# [Given request a]
In the article, which problem is reduced to the consistency of 3-term DNF?

********************

6.2 Computational hardness connection

Unless NP has randomized polynomial‑time algorithms, there is no PAC‑learning algorithm for 3‑term DNF.

The structure is:

Recall: a PAC‑learning algorithm (for suitable parameters) implies a polynomial‑time algorithm for the corresponding consistency problem $\mathrm{Consis}_{\mathcal C_n}$.
Show $\mathrm{Consis}_{\text{3‑term DNF}}$ is NP‑complete.

6.3 NP‑hardness via reduction from 3‑COLOR (full construction)

We reduce 3‑COLOR to consistency of 3‑term DNF.

Input: a graph $G=(V,E)$ with $V=\lbrace 1,\dots,n\rbrace $.
Output: a labeled sample $S_G$ over Boolean attributes $x_1,\dots,x_n$ such that:
if $G$ is 3‑colorable then $S_G$ is consistent with some 3‑term DNF, and
from any 3‑term DNF consistent with $S_G$ we can recover a proper 3‑coloring of $G$.

High‑level correspondence: vertices $\leftrightarrow$ attributes; colors $\leftrightarrow$ DNF terms; “$v$ has color $c$” $\leftrightarrow$ the term for $c$ does not mention $x_v$.

6.3.1 The sample $S_G$

For each vertex $i\in V$, add a positive example $\mathbf v^{(i)}$:

$\mathbf v^{(i)} \in \lbrace 0,1\rbrace ^n$ has $x_i=0$ and $x_k=1$ for all $k\neq i$,
label $b=1$.

For each edge $\lbrace i,j\rbrace \in E$, add a negative example $\mathbf e^{(i,j)}$:

$\mathbf e^{(i,j)} \in \lbrace 0,1\rbrace ^n$ has $x_i=x_j=0$ and $x_k=1$ for all $k\notin\lbrace i,j\rbrace $,
label $b=0$.

So the sample contains $|V|+|E|$ examples and is computable in polynomial time.

6.3.2 “If” direction: a 3‑coloring $\Rightarrow$ a consistent 3‑term DNF

Assume $G$ has a proper 3‑coloring $\chi:V\to\lbrace 1,2,3\rbrace $.

For each color $c\in\lbrace 1,2,3\rbrace $ define a term (a conjunction of positive literals)

\[ T_c(\mathbf x) := \bigwedge_{i\in V:\,\chi(i)\neq c} x_i. \]

Define the hypothesis

\[ h(\mathbf x) := T_1(\mathbf x)\ \vee\ T_2(\mathbf x)\ \vee\ T_3(\mathbf x). \]

Now check the labels:

Vertex examples. Fix vertex $i$ with $\chi(i)=c$. In $T_c$ the variable $x_i$ is absent (because $\chi(i)=c$), while every variable that does appear in $T_c$ is 1 on $\mathbf v^{(i)}$. Hence $T_c(\mathbf v^{(i)})=1$, so $h(\mathbf v^{(i)})=1$ as required.

********************

# [Given request b]
Count the lines of the entries that contain the word "window". Reply with the number only.

********************

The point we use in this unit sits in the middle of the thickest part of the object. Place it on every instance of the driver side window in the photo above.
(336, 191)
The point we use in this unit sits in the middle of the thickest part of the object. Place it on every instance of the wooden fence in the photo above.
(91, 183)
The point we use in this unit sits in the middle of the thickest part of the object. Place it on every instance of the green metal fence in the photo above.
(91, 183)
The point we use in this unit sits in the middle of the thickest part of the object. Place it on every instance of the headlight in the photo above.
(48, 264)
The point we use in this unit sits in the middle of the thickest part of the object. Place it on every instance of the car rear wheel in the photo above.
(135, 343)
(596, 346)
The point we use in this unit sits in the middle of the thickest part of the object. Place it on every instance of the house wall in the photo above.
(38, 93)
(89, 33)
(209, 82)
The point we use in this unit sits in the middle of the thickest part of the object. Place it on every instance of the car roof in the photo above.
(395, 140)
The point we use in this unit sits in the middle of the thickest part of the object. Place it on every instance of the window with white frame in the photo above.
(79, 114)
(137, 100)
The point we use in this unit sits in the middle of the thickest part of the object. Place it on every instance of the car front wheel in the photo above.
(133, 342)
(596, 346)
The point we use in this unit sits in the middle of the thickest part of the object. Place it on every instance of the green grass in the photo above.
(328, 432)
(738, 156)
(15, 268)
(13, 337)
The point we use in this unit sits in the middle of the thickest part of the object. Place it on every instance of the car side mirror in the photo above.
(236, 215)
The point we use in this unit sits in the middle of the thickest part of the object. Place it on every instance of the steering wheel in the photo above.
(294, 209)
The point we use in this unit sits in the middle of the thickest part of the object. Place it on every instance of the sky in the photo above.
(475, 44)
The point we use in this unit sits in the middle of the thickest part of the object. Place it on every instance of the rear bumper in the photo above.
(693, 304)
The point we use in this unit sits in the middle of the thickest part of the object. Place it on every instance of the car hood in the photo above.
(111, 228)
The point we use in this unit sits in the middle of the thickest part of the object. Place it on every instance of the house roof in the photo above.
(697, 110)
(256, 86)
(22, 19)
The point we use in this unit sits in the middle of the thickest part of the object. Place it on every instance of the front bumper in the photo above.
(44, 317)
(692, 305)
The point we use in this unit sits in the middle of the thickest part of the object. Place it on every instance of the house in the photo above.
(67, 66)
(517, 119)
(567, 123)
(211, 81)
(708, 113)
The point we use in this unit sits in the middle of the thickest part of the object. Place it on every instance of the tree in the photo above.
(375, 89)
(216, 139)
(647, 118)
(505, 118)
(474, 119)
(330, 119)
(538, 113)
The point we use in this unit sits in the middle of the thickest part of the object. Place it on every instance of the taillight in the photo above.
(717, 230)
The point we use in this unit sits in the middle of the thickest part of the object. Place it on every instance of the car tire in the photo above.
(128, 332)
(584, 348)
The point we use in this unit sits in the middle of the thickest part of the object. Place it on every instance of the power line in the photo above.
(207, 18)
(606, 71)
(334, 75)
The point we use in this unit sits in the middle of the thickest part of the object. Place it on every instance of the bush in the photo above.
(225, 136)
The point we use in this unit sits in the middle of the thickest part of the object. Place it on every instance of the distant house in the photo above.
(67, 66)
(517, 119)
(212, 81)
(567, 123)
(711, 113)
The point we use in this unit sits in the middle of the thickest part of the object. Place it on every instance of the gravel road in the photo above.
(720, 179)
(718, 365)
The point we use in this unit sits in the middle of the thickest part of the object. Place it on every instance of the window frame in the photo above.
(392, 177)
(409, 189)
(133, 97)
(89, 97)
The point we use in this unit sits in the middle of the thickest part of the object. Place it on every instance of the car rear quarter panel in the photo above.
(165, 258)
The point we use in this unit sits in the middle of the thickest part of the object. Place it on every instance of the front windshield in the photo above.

********************

# [Task answer a]
3-COLOR.

# [Task answer b]
3